- _DATASET ROWS_:
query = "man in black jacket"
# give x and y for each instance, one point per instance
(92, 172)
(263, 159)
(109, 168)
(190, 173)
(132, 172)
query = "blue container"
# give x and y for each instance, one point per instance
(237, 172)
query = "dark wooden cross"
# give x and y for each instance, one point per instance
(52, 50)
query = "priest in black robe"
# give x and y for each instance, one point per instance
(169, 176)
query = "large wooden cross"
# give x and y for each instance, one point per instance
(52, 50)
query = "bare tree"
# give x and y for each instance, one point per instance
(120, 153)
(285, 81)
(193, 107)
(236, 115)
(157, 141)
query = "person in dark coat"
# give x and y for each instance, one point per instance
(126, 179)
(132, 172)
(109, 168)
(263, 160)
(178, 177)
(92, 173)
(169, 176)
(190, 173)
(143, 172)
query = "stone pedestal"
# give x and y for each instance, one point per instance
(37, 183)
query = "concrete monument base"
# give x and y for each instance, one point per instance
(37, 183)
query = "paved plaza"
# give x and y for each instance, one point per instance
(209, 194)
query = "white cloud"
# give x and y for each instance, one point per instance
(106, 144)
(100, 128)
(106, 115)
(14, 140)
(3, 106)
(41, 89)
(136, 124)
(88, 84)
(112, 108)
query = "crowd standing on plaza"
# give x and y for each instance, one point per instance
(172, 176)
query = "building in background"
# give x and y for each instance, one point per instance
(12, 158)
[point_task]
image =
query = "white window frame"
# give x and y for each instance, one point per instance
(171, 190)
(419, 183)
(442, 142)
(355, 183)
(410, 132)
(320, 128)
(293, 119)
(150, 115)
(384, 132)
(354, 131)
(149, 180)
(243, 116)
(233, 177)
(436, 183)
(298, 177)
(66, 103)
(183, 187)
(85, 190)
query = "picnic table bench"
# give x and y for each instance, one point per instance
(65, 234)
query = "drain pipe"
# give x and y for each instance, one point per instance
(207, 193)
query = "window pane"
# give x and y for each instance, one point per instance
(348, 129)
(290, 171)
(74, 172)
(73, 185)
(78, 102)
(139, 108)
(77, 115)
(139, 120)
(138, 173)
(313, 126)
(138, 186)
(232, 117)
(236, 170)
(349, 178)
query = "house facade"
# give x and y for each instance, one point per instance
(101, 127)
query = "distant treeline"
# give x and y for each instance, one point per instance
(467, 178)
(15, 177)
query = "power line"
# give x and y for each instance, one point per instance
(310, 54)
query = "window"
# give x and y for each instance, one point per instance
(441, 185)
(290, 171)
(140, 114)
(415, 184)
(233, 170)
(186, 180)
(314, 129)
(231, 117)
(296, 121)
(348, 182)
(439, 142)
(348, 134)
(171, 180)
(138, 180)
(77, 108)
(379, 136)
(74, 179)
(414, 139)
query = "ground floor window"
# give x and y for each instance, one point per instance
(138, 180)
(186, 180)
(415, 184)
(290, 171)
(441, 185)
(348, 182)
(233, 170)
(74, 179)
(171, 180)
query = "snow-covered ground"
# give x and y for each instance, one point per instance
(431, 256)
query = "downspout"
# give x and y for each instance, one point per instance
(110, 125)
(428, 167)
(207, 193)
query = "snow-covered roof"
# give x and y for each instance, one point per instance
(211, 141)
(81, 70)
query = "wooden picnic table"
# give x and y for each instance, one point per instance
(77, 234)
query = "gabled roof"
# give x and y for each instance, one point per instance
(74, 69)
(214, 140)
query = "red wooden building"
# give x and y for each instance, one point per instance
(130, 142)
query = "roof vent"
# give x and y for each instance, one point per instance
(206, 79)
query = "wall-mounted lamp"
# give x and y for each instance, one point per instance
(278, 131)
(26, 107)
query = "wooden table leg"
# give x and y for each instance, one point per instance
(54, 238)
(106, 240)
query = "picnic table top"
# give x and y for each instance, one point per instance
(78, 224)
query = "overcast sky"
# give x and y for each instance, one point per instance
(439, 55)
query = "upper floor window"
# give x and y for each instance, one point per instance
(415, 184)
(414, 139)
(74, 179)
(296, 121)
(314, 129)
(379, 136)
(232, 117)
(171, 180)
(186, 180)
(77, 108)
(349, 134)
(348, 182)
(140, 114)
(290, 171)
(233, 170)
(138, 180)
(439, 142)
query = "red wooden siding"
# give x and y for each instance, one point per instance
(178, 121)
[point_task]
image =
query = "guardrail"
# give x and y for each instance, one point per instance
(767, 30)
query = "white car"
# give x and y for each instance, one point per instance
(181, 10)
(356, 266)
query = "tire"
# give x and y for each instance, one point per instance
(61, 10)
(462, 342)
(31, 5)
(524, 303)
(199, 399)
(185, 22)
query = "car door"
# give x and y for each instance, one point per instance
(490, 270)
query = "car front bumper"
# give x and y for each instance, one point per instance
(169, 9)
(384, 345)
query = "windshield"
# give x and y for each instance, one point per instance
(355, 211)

- _WHAT YOU HAVE TO DO_: Copy the material above, line for line.

- _OUTPUT FOR THIS EXERCISE_:
query = "man in black jacket"
# give x and y for each instance, one point per instance
(92, 172)
(263, 159)
(109, 168)
(190, 173)
(132, 172)
query = "blue container"
# give x and y for each instance, one point per instance
(237, 172)
query = "dark wooden cross"
# give x and y for each instance, one point per instance
(52, 50)
query = "priest in black robe"
# give x and y for each instance, one point per instance
(169, 176)
query = "large wooden cross"
# give x and y for each instance, one point per instance
(52, 50)
query = "bare tree"
# give x and y for each instance, one point per instance
(120, 153)
(285, 81)
(193, 107)
(236, 115)
(157, 141)
query = "person in dark coat"
# give x and y for each instance, one point per instance
(126, 179)
(132, 172)
(109, 168)
(263, 160)
(178, 177)
(92, 173)
(169, 176)
(190, 173)
(143, 172)
query = "stone pedestal"
# give x and y for each instance, one point per instance
(37, 183)
query = "concrete monument base"
# give x and y for each instance, one point per instance
(37, 183)
query = "paved plaza"
# give x and y for each instance, one point per instance
(209, 194)
query = "white cloud"
# give x and y for each instance, one point per instance
(106, 144)
(100, 128)
(106, 115)
(14, 140)
(3, 106)
(41, 89)
(136, 124)
(88, 84)
(112, 108)
query = "crowd standing on plaza"
# give x and y for each instance, one point per instance
(172, 176)
query = "building in background"
# give x and y for each instance, one point per instance
(12, 158)
[point_task]
image =
query = "white window frame"
# give x and y for each instance, one point per instance
(171, 190)
(419, 183)
(442, 142)
(355, 183)
(410, 132)
(320, 128)
(293, 119)
(150, 115)
(384, 132)
(354, 131)
(149, 180)
(243, 116)
(233, 177)
(436, 183)
(298, 177)
(66, 103)
(183, 187)
(85, 190)
query = "picnic table bench"
# give x and y for each instance, one point per instance
(65, 234)
query = "drain pipe"
# give x and y for each instance, one point per instance
(207, 193)
query = "window pane"
# give x and y for each instance, one point per instance
(348, 129)
(290, 171)
(74, 172)
(73, 185)
(78, 102)
(139, 108)
(77, 115)
(139, 120)
(138, 173)
(313, 126)
(138, 186)
(232, 117)
(236, 170)
(349, 178)
query = "house facade"
# give x and y for each instance, one point per instance
(101, 127)
query = "distant treeline"
# give x and y for each instance, one point per instance
(467, 178)
(15, 177)
query = "power line"
# give x and y for each instance, one point per instance
(310, 54)
query = "window"
# give x and y for each instance, one point per instance
(441, 185)
(290, 171)
(140, 114)
(415, 184)
(233, 170)
(186, 180)
(314, 129)
(231, 117)
(296, 121)
(348, 182)
(439, 142)
(348, 134)
(171, 180)
(138, 180)
(77, 108)
(379, 136)
(74, 179)
(414, 139)
query = "ground floor window"
# give x and y for each instance, one point per instance
(138, 180)
(186, 180)
(415, 184)
(290, 171)
(441, 185)
(348, 182)
(233, 170)
(74, 179)
(171, 180)
query = "snow-covered ground"
# give x and y for each instance, one point per instance
(431, 256)
query = "downspout"
# give x and y for each instance, one point per instance
(110, 125)
(428, 167)
(207, 193)
query = "snow-covered roof"
# give x and y for each instance, one point per instance
(211, 141)
(81, 70)
query = "wooden picnic table"
# give x and y for each instance, one point per instance
(77, 234)
query = "gabled roof"
# give x and y for each instance, one point per instance
(74, 69)
(214, 140)
query = "red wooden building"
# give x and y for each instance, one point per instance
(130, 142)
query = "roof vent"
# give x and y for each instance, one point per instance
(206, 79)
query = "wall-mounted lamp"
# give x and y for each instance, one point per instance
(278, 131)
(26, 107)
query = "wooden table leg"
# give x and y for each instance, one point per instance
(54, 238)
(106, 240)
query = "picnic table top"
# give x and y for each instance, one point per instance
(78, 224)
query = "overcast sky"
# give x and y for each instance, one point per instance
(439, 55)
query = "upper floor window"
# give x and y for each instance, one point per instance
(415, 184)
(414, 139)
(74, 179)
(296, 121)
(314, 129)
(379, 136)
(232, 117)
(171, 180)
(186, 180)
(77, 108)
(349, 134)
(348, 182)
(140, 114)
(290, 171)
(233, 170)
(138, 180)
(439, 142)
query = "red wooden siding"
# give x and y for each instance, one point per instance
(178, 121)
[point_task]
image =
query = "guardrail"
# give x and y for each instance, one point per instance
(767, 30)
query = "white car"
# give x and y for each instance, one point per instance
(181, 10)
(356, 266)
query = "tire"
# give x and y for each instance, one point per instance
(61, 10)
(462, 342)
(31, 5)
(524, 303)
(199, 399)
(185, 22)
query = "car door"
# give x and y for each instance, one point per instance
(490, 270)
query = "car front bumper"
# give x and y for each instance, one point per instance
(169, 9)
(384, 345)
query = "windshield"
# give x and y for each instance, one point per instance
(355, 211)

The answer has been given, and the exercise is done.